Task to complete: Copy each entry verbatim, excluding its images.

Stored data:

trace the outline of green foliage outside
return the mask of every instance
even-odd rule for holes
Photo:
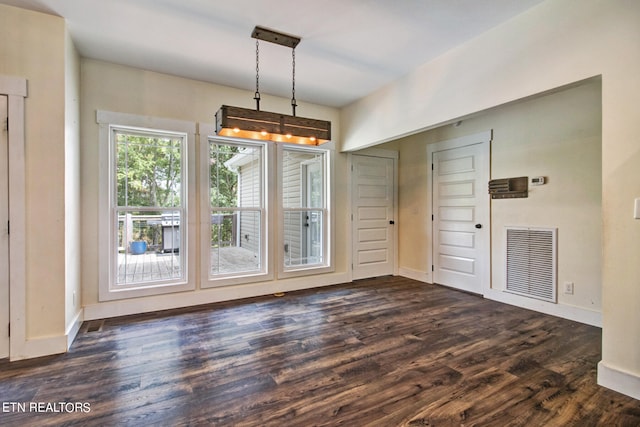
[[[238,206],[238,174],[225,162],[241,152],[232,144],[210,144],[210,203],[214,208]],[[155,208],[157,211],[127,209],[133,216],[133,240],[146,240],[150,246],[161,245],[160,214],[181,206],[182,141],[179,138],[151,136],[129,132],[116,134],[116,201],[123,208]],[[232,211],[214,212],[220,216],[212,224],[212,246],[233,241]],[[214,222],[214,221],[212,221]],[[120,238],[124,246],[124,222]]]
[[[238,174],[229,170],[225,162],[238,154],[240,147],[227,144],[210,144],[209,176],[211,207],[236,207],[238,200]]]
[[[180,206],[181,141],[117,134],[118,206]]]
[[[128,211],[133,217],[133,240],[145,240],[151,247],[161,245],[160,215],[173,212],[172,208],[181,204],[181,145],[179,138],[116,134],[117,206],[159,208],[151,212]],[[125,246],[124,226],[122,222],[120,246]]]
[[[238,174],[225,166],[225,163],[239,152],[240,147],[236,145],[209,145],[209,200],[214,209],[238,206]],[[234,238],[234,227],[230,218],[233,212],[218,211],[214,212],[214,215],[222,215],[224,219],[215,221],[220,224],[211,224],[211,246],[230,244]]]

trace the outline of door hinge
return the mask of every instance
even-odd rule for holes
[[[10,225],[11,225],[11,222],[10,222],[10,221],[7,221],[7,234],[10,234],[10,233],[11,233],[11,231],[10,231],[10,230],[11,230],[11,227],[10,227]]]
[[[431,170],[433,170],[433,163],[431,163]]]
[[[5,117],[2,123],[2,128],[6,131],[9,131],[9,118]]]
[[[353,172],[353,165],[351,165],[351,172]]]
[[[431,215],[431,221],[433,221],[433,215]]]
[[[11,336],[11,323],[9,323],[7,325],[7,336],[10,337]]]
[[[351,221],[353,221],[353,214],[351,214]]]
[[[431,271],[435,271],[435,270],[433,269],[433,265],[431,265]]]

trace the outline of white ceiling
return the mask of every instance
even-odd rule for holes
[[[543,0],[0,0],[67,20],[84,57],[255,90],[256,25],[302,38],[298,101],[341,107]],[[260,92],[291,50],[260,43]]]

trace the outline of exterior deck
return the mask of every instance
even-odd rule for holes
[[[117,283],[151,282],[177,279],[182,275],[178,253],[145,252],[118,254]]]
[[[211,248],[211,274],[257,271],[260,260],[255,253],[239,247]],[[179,253],[147,251],[140,255],[118,254],[117,283],[121,285],[179,279],[182,275]]]

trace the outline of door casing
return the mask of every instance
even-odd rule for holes
[[[0,95],[0,359],[9,357],[8,97]]]
[[[25,200],[25,98],[27,80],[0,75],[0,94],[7,95],[9,185],[9,359],[46,354],[27,340],[26,322],[26,200]],[[50,353],[49,353],[50,354]]]

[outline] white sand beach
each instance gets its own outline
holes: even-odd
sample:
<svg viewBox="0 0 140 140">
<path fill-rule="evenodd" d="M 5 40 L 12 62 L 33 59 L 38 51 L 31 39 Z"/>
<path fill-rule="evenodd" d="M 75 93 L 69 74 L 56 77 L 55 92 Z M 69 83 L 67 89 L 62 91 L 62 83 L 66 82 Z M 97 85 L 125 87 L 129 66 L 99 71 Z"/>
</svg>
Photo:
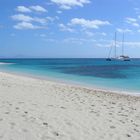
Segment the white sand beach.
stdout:
<svg viewBox="0 0 140 140">
<path fill-rule="evenodd" d="M 140 140 L 140 97 L 0 72 L 1 140 Z"/>
</svg>

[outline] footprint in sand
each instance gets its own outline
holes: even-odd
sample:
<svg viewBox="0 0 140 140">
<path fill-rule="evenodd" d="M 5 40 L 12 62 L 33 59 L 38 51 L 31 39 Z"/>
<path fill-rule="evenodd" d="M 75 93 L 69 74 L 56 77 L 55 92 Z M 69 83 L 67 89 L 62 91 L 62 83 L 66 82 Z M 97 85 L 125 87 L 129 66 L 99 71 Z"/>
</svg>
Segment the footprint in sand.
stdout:
<svg viewBox="0 0 140 140">
<path fill-rule="evenodd" d="M 14 123 L 14 122 L 11 122 L 11 123 L 10 123 L 11 129 L 14 129 L 15 126 L 16 126 L 16 123 Z"/>
<path fill-rule="evenodd" d="M 44 126 L 48 126 L 48 123 L 46 123 L 46 122 L 43 122 L 43 125 L 44 125 Z"/>
<path fill-rule="evenodd" d="M 134 131 L 135 131 L 135 132 L 138 132 L 138 133 L 140 132 L 140 131 L 139 131 L 139 130 L 137 130 L 136 128 L 134 128 Z"/>
<path fill-rule="evenodd" d="M 112 126 L 110 126 L 110 128 L 111 128 L 111 129 L 115 129 L 116 127 L 112 125 Z"/>
<path fill-rule="evenodd" d="M 10 114 L 10 112 L 8 112 L 8 111 L 7 111 L 7 112 L 5 112 L 5 114 L 7 114 L 7 115 L 8 115 L 8 114 Z"/>
<path fill-rule="evenodd" d="M 0 139 L 3 139 L 4 135 L 0 135 Z"/>
<path fill-rule="evenodd" d="M 11 103 L 9 103 L 9 106 L 12 106 L 12 104 L 11 104 Z"/>
<path fill-rule="evenodd" d="M 35 117 L 31 116 L 29 119 L 30 119 L 31 122 L 36 122 L 36 118 Z"/>
<path fill-rule="evenodd" d="M 16 107 L 15 109 L 16 109 L 16 110 L 19 110 L 19 107 Z"/>
<path fill-rule="evenodd" d="M 24 104 L 24 102 L 18 102 L 18 104 Z"/>
<path fill-rule="evenodd" d="M 3 118 L 0 118 L 0 122 L 3 121 Z"/>
<path fill-rule="evenodd" d="M 28 111 L 24 111 L 25 114 L 28 114 Z"/>
<path fill-rule="evenodd" d="M 60 134 L 59 134 L 58 132 L 56 132 L 56 131 L 54 131 L 54 132 L 52 132 L 52 133 L 53 133 L 54 136 L 57 136 L 57 137 L 60 135 Z"/>
<path fill-rule="evenodd" d="M 23 128 L 23 129 L 22 129 L 22 132 L 27 133 L 27 132 L 28 132 L 28 130 L 27 130 L 27 129 L 25 129 L 25 128 Z"/>
<path fill-rule="evenodd" d="M 22 117 L 26 117 L 26 115 L 25 115 L 25 114 L 22 114 L 21 116 L 22 116 Z"/>
<path fill-rule="evenodd" d="M 61 109 L 66 109 L 66 108 L 65 108 L 65 107 L 63 107 L 63 106 L 61 106 L 60 108 L 61 108 Z"/>
<path fill-rule="evenodd" d="M 126 136 L 127 136 L 127 137 L 131 137 L 131 135 L 130 135 L 130 134 L 126 134 Z"/>
<path fill-rule="evenodd" d="M 123 120 L 119 120 L 121 123 L 125 124 L 125 122 Z"/>
</svg>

Output of the exercise:
trace the outline of green foliage outside
return the mask of every instance
even-odd rule for holes
Photo:
[[[238,206],[238,174],[225,162],[241,152],[232,144],[210,144],[210,203],[214,208]],[[155,208],[157,211],[127,209],[133,216],[133,240],[146,240],[150,246],[161,245],[160,214],[181,206],[182,141],[179,138],[151,136],[129,132],[116,134],[116,201],[123,208]],[[232,211],[214,212],[220,216],[212,224],[212,246],[233,241]],[[214,222],[214,221],[212,221]],[[120,238],[124,246],[124,222]]]
[[[238,174],[229,170],[225,162],[238,154],[240,147],[227,144],[210,144],[209,176],[211,207],[236,207],[238,200]]]
[[[180,206],[181,141],[117,134],[118,206]]]
[[[128,211],[133,217],[133,240],[145,240],[151,247],[161,245],[160,215],[173,212],[172,208],[181,204],[181,145],[179,138],[116,134],[117,206],[159,208],[151,212]],[[125,246],[124,226],[122,222],[120,246]]]
[[[238,174],[225,166],[225,163],[239,152],[240,147],[236,145],[209,145],[209,200],[214,209],[238,206]],[[234,238],[234,227],[230,218],[233,212],[218,211],[214,212],[214,215],[222,215],[224,219],[215,221],[220,224],[211,224],[211,246],[230,244]]]

trace the outline of door hinge
return the mask of every instance
even-odd rule for holes
[[[10,225],[11,225],[11,222],[10,222],[10,221],[7,221],[7,234],[10,234],[10,233],[11,233],[11,231],[10,231],[10,230],[11,230],[11,227],[10,227]]]
[[[431,170],[433,170],[433,163],[431,163]]]
[[[5,117],[2,123],[2,128],[6,131],[9,131],[9,118]]]
[[[353,172],[353,165],[351,165],[351,172]]]
[[[431,215],[431,221],[433,221],[433,215]]]
[[[11,336],[11,323],[9,323],[7,325],[7,336],[10,337]]]
[[[351,221],[353,221],[353,214],[351,214]]]
[[[431,271],[435,271],[435,270],[433,269],[433,265],[431,265]]]

trace the outline of white ceiling
return the mask of every instance
even-odd rule for holes
[[[543,0],[0,0],[67,20],[84,57],[255,90],[256,25],[302,38],[298,101],[341,107]],[[260,92],[291,50],[260,43]]]

trace the outline of exterior deck
return the mask of every instance
even-odd rule for holes
[[[117,283],[151,282],[177,279],[182,275],[178,253],[145,252],[118,254]]]
[[[211,248],[211,274],[257,271],[260,260],[255,253],[239,247]],[[179,253],[147,251],[140,255],[118,254],[117,283],[121,285],[179,279],[182,275]]]

trace the outline of door casing
return the mask of every instance
even-odd rule for holes
[[[0,95],[0,359],[9,357],[8,97]]]
[[[25,200],[25,98],[27,80],[0,75],[0,94],[7,95],[9,185],[9,359],[46,354],[27,340],[26,322],[26,200]],[[50,353],[49,353],[50,354]]]

[outline] white sand beach
each instance gets its own outline
holes: even-odd
sample:
<svg viewBox="0 0 140 140">
<path fill-rule="evenodd" d="M 5 40 L 12 62 L 33 59 L 38 51 L 31 39 Z"/>
<path fill-rule="evenodd" d="M 75 93 L 69 74 L 56 77 L 55 92 Z M 69 83 L 67 89 L 62 91 L 62 83 L 66 82 Z M 97 85 L 125 87 L 129 66 L 99 71 Z"/>
</svg>
Photo:
Segment the white sand beach.
stdout:
<svg viewBox="0 0 140 140">
<path fill-rule="evenodd" d="M 140 140 L 140 97 L 0 72 L 1 140 Z"/>
</svg>

[outline] footprint in sand
each instance gets its own outline
holes: even-odd
sample:
<svg viewBox="0 0 140 140">
<path fill-rule="evenodd" d="M 5 40 L 12 62 L 33 59 L 38 51 L 31 39 Z"/>
<path fill-rule="evenodd" d="M 75 93 L 69 74 L 56 77 L 55 92 Z M 69 83 L 67 89 L 62 91 L 62 83 L 66 82 Z M 97 85 L 125 87 L 129 66 L 99 71 Z"/>
</svg>
Segment the footprint in sand.
stdout:
<svg viewBox="0 0 140 140">
<path fill-rule="evenodd" d="M 14 123 L 14 122 L 11 122 L 11 123 L 10 123 L 11 129 L 14 129 L 15 126 L 16 126 L 16 123 Z"/>
<path fill-rule="evenodd" d="M 44 126 L 48 126 L 48 123 L 46 123 L 46 122 L 43 122 L 43 125 L 44 125 Z"/>
<path fill-rule="evenodd" d="M 134 131 L 135 131 L 135 132 L 138 132 L 138 133 L 140 132 L 140 131 L 139 131 L 139 130 L 137 130 L 136 128 L 134 128 Z"/>
<path fill-rule="evenodd" d="M 112 126 L 110 126 L 110 128 L 111 128 L 111 129 L 115 129 L 116 127 L 112 125 Z"/>
<path fill-rule="evenodd" d="M 10 114 L 10 112 L 8 112 L 8 111 L 7 111 L 7 112 L 5 112 L 5 114 L 7 114 L 7 115 L 8 115 L 8 114 Z"/>
<path fill-rule="evenodd" d="M 0 139 L 3 139 L 4 135 L 0 135 Z"/>
<path fill-rule="evenodd" d="M 11 103 L 9 103 L 9 106 L 12 106 L 12 104 L 11 104 Z"/>
<path fill-rule="evenodd" d="M 35 117 L 31 116 L 29 119 L 30 119 L 31 122 L 36 122 L 36 118 Z"/>
<path fill-rule="evenodd" d="M 16 107 L 15 109 L 16 109 L 16 110 L 19 110 L 19 107 Z"/>
<path fill-rule="evenodd" d="M 24 104 L 24 102 L 18 102 L 18 104 Z"/>
<path fill-rule="evenodd" d="M 3 118 L 0 118 L 0 122 L 3 121 Z"/>
<path fill-rule="evenodd" d="M 28 111 L 24 111 L 25 114 L 28 114 Z"/>
<path fill-rule="evenodd" d="M 60 134 L 59 134 L 58 132 L 56 132 L 56 131 L 54 131 L 54 132 L 52 132 L 52 133 L 53 133 L 54 136 L 57 136 L 57 137 L 60 135 Z"/>
<path fill-rule="evenodd" d="M 23 128 L 23 129 L 22 129 L 22 132 L 27 133 L 27 132 L 28 132 L 28 130 L 27 130 L 27 129 L 25 129 L 25 128 Z"/>
<path fill-rule="evenodd" d="M 22 117 L 26 117 L 26 115 L 25 115 L 25 114 L 22 114 L 21 116 L 22 116 Z"/>
<path fill-rule="evenodd" d="M 61 109 L 66 109 L 66 108 L 65 108 L 65 107 L 63 107 L 63 106 L 61 106 L 60 108 L 61 108 Z"/>
<path fill-rule="evenodd" d="M 126 136 L 127 136 L 127 137 L 131 137 L 131 135 L 130 135 L 130 134 L 126 134 Z"/>
<path fill-rule="evenodd" d="M 123 120 L 119 120 L 121 123 L 125 124 L 125 122 Z"/>
</svg>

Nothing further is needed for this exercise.